Mike,
Mike Davis wrote:
Brian,
My personal preference is to keep scratch on the compute nodes
whenever possible. This reduces network traffic dramatically. The
method that we use for this is to write wrappers for our more common
applications (VASP, G03, DeMon) setting scratch to /tmp on the nodes.
For interactive work such as abaqus the env variables are set to you
/tmp as well.
I usually provide both. Some parallel applications that we run write
simultaneously to one file or another and others don't (maybe each
process writes out multiple files or simply hits the file system really
hard). We have PVFS2 for parallel scratch and we provide /slocal as a
local disk alternative (apps like Schrodinger's Jaguar & Qsite run very
well under a local scratch configuration). The solution I'm looking for
will (hopefully) replace our need for an independent parallel scratch
and /home storage. It would be good if we could run both off of one
filesystem (you know, administrative overhead and stuff).
We do not make use of Myranet or infiniband at this time and we have
120 current nodes on one HP modular switch (combo of dual single and
dual dual opterons). I have another 70 dual duals and one 8way dual to
add this year.

* * * *

WRITTEN PROBLEM 1
According to the email, what does the writer use for parallel scratch?

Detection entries

* * * *

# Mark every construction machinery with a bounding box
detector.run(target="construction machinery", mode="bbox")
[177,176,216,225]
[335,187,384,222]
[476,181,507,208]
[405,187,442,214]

* * * *

WRITTEN PROBLEM 2
Write out all the detection entries above again, request lines included, with every bounding-box coordinate multiplied by 1.6 and rounded to a whole number, halves rounded up.

TASK OUTPUT 1
PVFS2

TASK OUTPUT 2
# Mark every construction machinery with a bounding box
detector.run(target="construction machinery", mode="bbox")
[283,282,346,360]
[536,299,614,355]
[762,290,811,333]
[648,299,707,342]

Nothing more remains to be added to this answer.